EXTRACT PROVIDED:
● ● ●
Taking advantage of another interest, he opened an antique shop called “Gallery Toyojin,” and took on many requests to make industrial PR films, directing some himself and passing others to young directors. In his later years he took an interest in ecology. Upon the request of his friend, cameraman Kikuchi Shu, he re-edited footage Kikuchi had shot into All Must Live: People, Insects and Birds (1984), and he turned film footage from different companies into All Living Things Are Friends—Lullabies of Birds, Insects and Fish (1987), which was to become his last film. You could say that Kamei’s whole life was truly dedicated to film.
Ogawa Shinsuke praised Kamei’s The World Is Terrified: The Reality of the “Ash of Death” and Record of Blood: Sunagawa, and director Tsuchimoto Noriaki wrote in memoriam, “Even now, I’d certainly call him my teacher.” The influence of Record of Blood: Sunagawa on Ogawa’s Sanrizuka series (1968–73) is unmistakable, and Tsuchimoto’s Minamata Disease—A Trilogy (1974–75) brings to mind The World Is Terrified: The Reality of the “Ash of Death.” I’m from the generation after the period during which Kamei was active, so I didn’t have the chance to come into contact directly with his films at the time, which is a shame. Watching the films of this filmmaker whose superiority was acknowledged by Ogawa and Tsuchimoto, all I can do is take my hat off to this unwavering and able filmmaker.
The two main bibliographical sources on Kamei are Fighting Film—The Showa History of a Documentary Filmmaker (“Tatakau eiga—Dokyumentarisuto no showashi,” ed. Tanikawa Yoshio, Iwanami Shinsho, 1989) and The Man Who Became a Bird—The Life of Kamei Fumio, Rebel Filmmaker (“Tori ni natta ningen—hankotsu no eiga kantoku Kemai Fumio no shogai,” Tsuzuki Masaaki, Kodansha, 1992). Kamei himself co-wrote History of Soviet Film (“Soveto eigashi,” co-authored with Hijikata Keita, Hakusuisha, 1952) and left meaningful words in many different publications. I highly recommend using this opportunity to read all of these works.
● ● ●
INFORMATION:
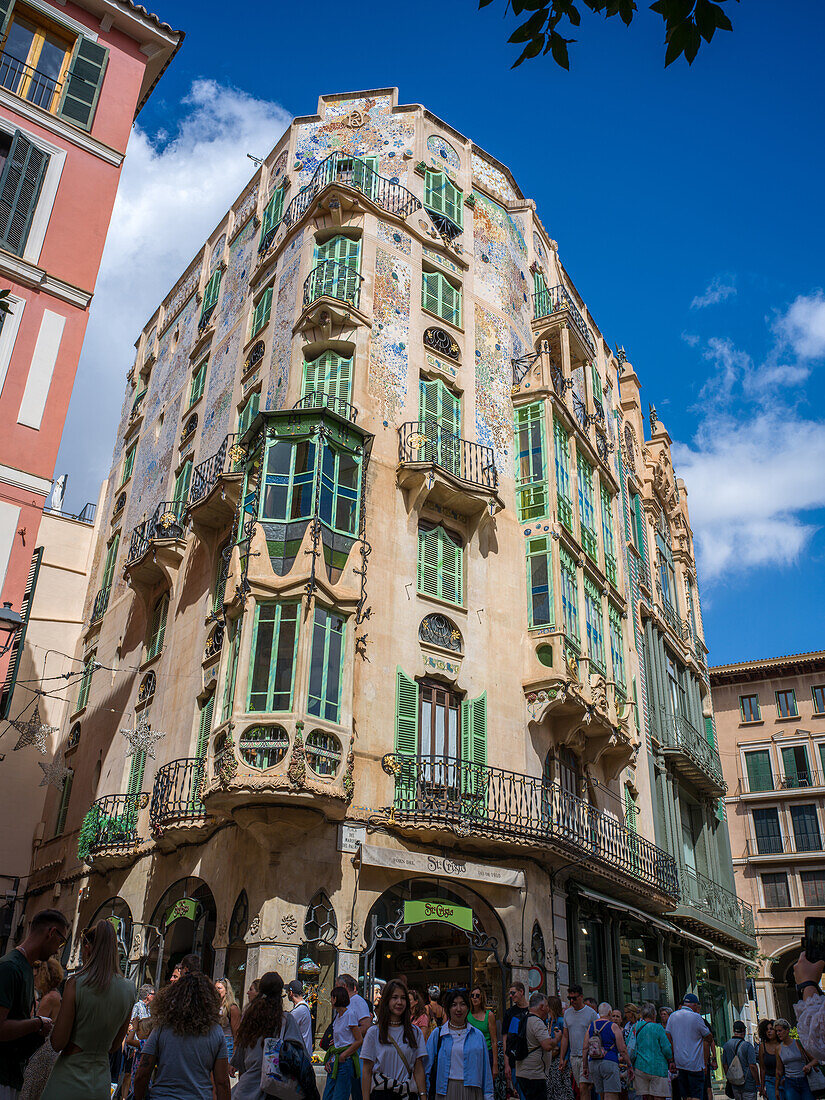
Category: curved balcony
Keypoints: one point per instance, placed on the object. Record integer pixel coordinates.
(486, 805)
(356, 175)
(438, 466)
(691, 754)
(176, 810)
(216, 486)
(109, 833)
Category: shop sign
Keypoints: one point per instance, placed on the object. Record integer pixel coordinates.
(450, 867)
(419, 912)
(186, 908)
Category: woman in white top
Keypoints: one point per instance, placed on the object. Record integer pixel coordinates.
(342, 1058)
(393, 1053)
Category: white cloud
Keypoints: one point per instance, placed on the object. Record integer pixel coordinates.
(174, 189)
(719, 288)
(803, 326)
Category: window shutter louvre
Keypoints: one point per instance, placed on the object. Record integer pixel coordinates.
(20, 187)
(84, 81)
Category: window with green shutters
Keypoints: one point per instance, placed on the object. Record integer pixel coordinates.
(198, 381)
(156, 628)
(440, 563)
(63, 807)
(561, 454)
(441, 297)
(607, 536)
(330, 374)
(129, 463)
(248, 413)
(539, 583)
(617, 646)
(586, 508)
(569, 597)
(83, 693)
(758, 767)
(595, 627)
(210, 297)
(326, 666)
(20, 186)
(442, 197)
(272, 663)
(531, 487)
(261, 312)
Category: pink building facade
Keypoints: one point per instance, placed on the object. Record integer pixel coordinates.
(73, 77)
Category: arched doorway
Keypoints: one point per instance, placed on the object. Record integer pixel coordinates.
(186, 917)
(436, 934)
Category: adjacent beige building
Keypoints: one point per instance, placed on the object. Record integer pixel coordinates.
(770, 717)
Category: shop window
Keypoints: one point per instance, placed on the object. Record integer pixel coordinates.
(323, 754)
(531, 487)
(326, 666)
(272, 666)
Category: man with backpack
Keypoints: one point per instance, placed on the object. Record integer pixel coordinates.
(740, 1064)
(602, 1051)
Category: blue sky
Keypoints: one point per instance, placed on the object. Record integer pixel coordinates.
(686, 204)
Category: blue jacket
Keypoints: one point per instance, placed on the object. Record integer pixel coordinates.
(476, 1062)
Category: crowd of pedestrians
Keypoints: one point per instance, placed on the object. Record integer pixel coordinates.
(94, 1036)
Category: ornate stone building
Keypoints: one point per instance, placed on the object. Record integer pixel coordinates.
(373, 601)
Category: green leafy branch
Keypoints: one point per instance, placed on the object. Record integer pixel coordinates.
(686, 24)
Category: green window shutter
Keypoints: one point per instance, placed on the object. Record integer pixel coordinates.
(20, 187)
(84, 81)
(760, 777)
(261, 312)
(205, 728)
(135, 772)
(63, 807)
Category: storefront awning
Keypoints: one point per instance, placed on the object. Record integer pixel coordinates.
(623, 906)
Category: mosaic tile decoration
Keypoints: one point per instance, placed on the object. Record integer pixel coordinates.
(283, 318)
(493, 179)
(381, 133)
(388, 234)
(388, 347)
(235, 281)
(502, 274)
(493, 385)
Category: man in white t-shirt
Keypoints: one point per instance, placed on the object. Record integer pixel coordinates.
(688, 1033)
(301, 1013)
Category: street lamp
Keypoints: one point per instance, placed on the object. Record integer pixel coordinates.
(10, 624)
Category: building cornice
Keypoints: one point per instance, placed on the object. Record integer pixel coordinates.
(22, 272)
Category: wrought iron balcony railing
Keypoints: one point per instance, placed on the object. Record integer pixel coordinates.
(110, 825)
(332, 279)
(206, 474)
(354, 173)
(715, 901)
(427, 441)
(176, 793)
(166, 523)
(677, 734)
(473, 800)
(29, 83)
(317, 399)
(552, 299)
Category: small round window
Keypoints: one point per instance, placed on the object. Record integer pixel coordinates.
(323, 754)
(263, 746)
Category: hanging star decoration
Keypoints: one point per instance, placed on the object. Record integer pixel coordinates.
(33, 732)
(54, 773)
(142, 738)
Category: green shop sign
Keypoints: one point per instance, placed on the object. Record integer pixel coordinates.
(419, 912)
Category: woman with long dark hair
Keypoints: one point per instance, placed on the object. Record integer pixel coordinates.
(92, 1020)
(393, 1053)
(263, 1018)
(186, 1046)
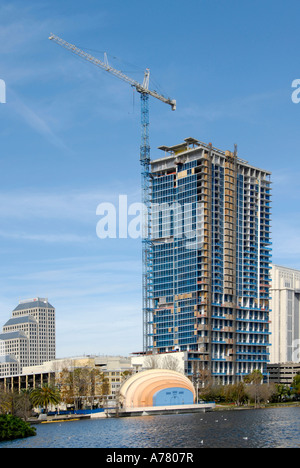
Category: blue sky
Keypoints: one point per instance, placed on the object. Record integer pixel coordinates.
(70, 137)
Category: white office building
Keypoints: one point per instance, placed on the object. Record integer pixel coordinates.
(28, 337)
(285, 315)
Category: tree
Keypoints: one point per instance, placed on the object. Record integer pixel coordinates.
(82, 384)
(45, 396)
(254, 383)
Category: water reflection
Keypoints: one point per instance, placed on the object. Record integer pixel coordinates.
(264, 428)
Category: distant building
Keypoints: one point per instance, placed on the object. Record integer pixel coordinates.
(283, 373)
(285, 315)
(28, 337)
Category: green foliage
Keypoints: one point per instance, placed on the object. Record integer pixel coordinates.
(12, 427)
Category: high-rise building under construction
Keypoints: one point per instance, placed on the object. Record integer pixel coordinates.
(209, 268)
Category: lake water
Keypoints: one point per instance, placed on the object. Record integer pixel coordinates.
(261, 428)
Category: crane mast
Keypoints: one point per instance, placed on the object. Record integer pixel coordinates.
(145, 92)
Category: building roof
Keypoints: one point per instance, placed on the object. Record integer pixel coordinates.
(12, 336)
(139, 389)
(37, 303)
(20, 320)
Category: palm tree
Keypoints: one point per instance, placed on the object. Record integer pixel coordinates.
(43, 396)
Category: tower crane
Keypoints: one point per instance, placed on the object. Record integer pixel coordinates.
(145, 92)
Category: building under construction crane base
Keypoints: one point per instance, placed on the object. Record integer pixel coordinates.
(210, 261)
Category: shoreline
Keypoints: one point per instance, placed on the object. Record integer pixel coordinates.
(224, 407)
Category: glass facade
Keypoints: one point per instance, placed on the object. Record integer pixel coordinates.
(211, 254)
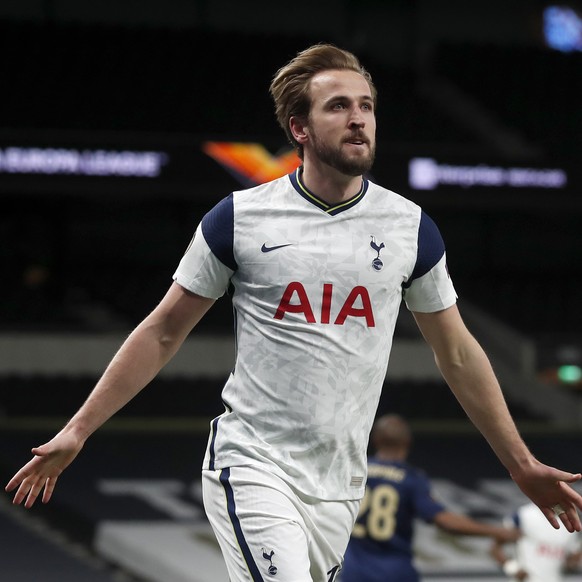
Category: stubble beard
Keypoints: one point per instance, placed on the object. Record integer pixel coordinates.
(335, 157)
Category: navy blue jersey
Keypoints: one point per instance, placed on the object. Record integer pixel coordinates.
(380, 548)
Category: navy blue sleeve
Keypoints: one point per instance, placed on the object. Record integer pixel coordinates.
(431, 248)
(218, 230)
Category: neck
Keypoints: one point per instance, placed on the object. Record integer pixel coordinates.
(328, 184)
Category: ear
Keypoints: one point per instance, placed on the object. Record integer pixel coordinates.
(298, 128)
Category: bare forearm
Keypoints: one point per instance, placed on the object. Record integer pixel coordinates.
(136, 363)
(472, 380)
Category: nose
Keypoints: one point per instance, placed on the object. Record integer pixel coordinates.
(356, 118)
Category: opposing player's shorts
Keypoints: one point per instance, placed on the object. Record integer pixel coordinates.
(268, 532)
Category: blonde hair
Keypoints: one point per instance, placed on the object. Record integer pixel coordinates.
(290, 85)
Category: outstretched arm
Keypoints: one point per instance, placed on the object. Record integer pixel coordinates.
(143, 354)
(468, 372)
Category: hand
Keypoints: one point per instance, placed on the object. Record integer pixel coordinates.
(547, 487)
(43, 470)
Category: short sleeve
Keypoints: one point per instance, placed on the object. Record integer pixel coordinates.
(429, 287)
(208, 264)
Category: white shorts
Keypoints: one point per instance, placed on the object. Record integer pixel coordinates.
(269, 532)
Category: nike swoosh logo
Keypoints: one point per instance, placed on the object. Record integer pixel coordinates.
(266, 249)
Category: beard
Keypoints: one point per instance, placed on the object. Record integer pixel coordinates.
(337, 159)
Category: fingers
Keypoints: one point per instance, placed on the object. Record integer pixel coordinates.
(551, 517)
(49, 487)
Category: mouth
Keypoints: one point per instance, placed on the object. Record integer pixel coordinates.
(357, 141)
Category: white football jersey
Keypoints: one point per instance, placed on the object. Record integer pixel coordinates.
(542, 550)
(316, 292)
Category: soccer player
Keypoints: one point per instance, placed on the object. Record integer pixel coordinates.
(541, 553)
(319, 261)
(380, 549)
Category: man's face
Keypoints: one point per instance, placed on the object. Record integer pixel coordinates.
(342, 122)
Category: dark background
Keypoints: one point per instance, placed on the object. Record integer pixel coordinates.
(465, 83)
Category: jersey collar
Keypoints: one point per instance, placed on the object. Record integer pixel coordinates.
(334, 209)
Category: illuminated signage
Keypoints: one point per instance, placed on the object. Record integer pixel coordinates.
(428, 174)
(51, 161)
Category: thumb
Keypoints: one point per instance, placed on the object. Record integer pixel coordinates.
(568, 477)
(39, 451)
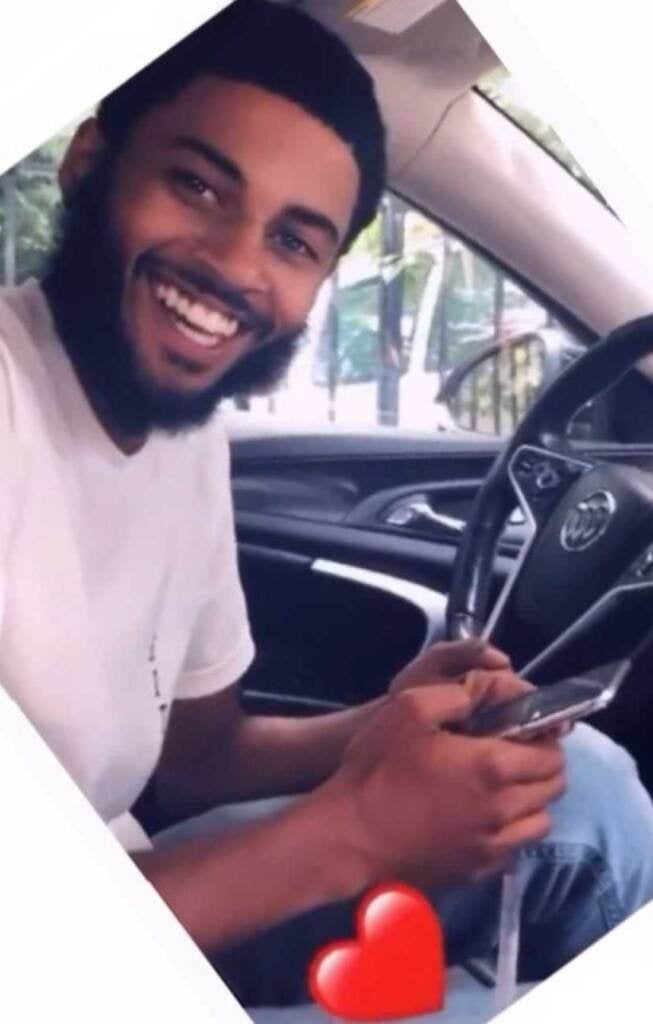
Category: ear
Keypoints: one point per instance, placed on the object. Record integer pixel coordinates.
(82, 155)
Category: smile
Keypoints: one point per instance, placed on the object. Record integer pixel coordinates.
(206, 327)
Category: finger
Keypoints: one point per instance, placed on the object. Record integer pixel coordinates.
(507, 763)
(493, 687)
(433, 706)
(524, 801)
(458, 656)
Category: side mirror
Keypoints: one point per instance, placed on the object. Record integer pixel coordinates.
(491, 391)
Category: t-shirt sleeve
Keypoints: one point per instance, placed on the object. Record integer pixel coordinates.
(221, 647)
(13, 474)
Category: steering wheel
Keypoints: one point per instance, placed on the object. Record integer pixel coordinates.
(581, 588)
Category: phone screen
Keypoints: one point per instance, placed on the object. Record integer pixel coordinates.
(549, 704)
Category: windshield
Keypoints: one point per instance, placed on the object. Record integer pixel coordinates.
(509, 95)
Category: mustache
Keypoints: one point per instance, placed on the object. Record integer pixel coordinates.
(209, 282)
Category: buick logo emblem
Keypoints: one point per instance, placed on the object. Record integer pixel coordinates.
(588, 521)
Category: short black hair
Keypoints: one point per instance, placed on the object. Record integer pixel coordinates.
(284, 51)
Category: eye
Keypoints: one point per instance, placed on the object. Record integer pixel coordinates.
(188, 181)
(292, 244)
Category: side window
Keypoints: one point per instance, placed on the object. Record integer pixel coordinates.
(416, 331)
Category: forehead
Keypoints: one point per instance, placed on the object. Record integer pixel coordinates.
(281, 151)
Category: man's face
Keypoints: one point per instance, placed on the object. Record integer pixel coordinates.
(227, 207)
(190, 259)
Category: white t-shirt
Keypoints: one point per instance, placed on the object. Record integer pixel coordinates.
(119, 586)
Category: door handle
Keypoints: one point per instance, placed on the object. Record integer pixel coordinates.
(418, 510)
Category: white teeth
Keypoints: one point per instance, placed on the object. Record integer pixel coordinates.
(210, 326)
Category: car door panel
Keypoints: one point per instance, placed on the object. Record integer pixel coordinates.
(339, 599)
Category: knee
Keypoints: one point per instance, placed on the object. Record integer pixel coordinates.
(604, 787)
(592, 753)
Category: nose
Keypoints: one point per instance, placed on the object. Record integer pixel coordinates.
(237, 252)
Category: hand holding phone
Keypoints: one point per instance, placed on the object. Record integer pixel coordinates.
(538, 711)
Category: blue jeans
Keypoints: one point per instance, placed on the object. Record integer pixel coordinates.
(593, 870)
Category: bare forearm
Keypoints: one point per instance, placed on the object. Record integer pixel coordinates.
(277, 756)
(224, 890)
(259, 757)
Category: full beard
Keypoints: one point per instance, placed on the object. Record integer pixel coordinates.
(84, 285)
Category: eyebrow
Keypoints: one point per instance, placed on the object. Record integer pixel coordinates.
(213, 156)
(302, 214)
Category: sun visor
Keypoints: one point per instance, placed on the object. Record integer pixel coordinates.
(393, 16)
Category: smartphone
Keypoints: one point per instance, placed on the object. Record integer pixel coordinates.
(534, 713)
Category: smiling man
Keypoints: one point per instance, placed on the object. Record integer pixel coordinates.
(204, 207)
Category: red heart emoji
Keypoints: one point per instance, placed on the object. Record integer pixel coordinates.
(394, 969)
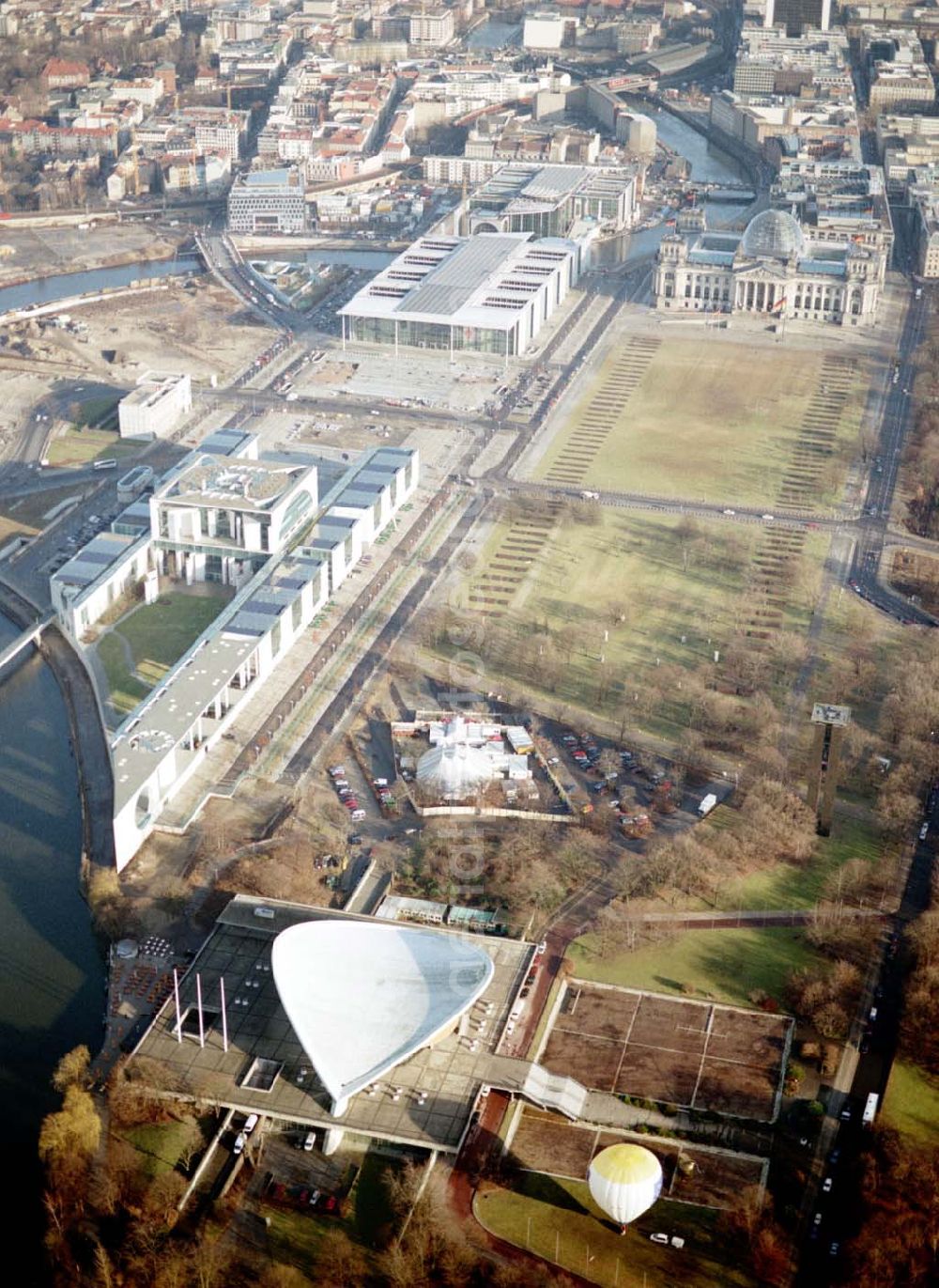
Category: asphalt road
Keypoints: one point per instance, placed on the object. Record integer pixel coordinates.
(894, 423)
(875, 1042)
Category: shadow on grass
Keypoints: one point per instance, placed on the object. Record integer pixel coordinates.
(674, 985)
(545, 1189)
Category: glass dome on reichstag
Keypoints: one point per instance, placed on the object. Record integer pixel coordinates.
(773, 235)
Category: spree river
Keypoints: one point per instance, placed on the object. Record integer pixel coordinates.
(52, 986)
(52, 983)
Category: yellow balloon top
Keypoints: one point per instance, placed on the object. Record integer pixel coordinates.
(626, 1165)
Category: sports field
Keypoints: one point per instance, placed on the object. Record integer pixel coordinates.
(705, 417)
(557, 1220)
(720, 965)
(682, 1052)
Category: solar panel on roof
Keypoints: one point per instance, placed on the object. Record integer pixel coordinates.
(449, 287)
● ● ●
YOUR TASKS:
A. List every book title given in the Kamei passage, in the English form it uses.
B. Pick up the Kamei passage after its final sentence and continue it.
None of the items is used here.

ANSWERS BY ITEM NUMBER:
A.
- Fighting Film—The Showa History of a Documentary Filmmaker
- The Man Who Became a Bird—The Life of Kamei Fumio, Rebel Filmmaker
- History of Soviet Film

B.
This retrospective is an attempt to look back at the whole of Kamei’s life of film on screen. Unfortunately, several important films such as Song of Ina and Chobei the Rogue had to be omitted because the films are not longer extant. The films in the program are being screened thanks to the generous kindness of Nippon Eiga Shinsha, successor of the Toho Culture Films Department, and of Kamei’s production company, Japan Document Film, and the National Film Center provided us with valuable works no longer owned by the companies. The program has also been made possible through the cooperation of NHK, who graciously lent two of Kamei’s prewar films thought to be made for the NHK. We are grateful to have his PR films thanks to DENTSU TEC, previously Dentsu Eigasha, and each of the sponsors. I would also like to thank all of the people who worked on the catalog of the Kamei Fumio Retrospective, especially the head of Japan Document Film, Abe Yutaka, and Japanese film historian Makino Mamoru. Once again, I would like to offer my deepest thanks to all who made this program possible.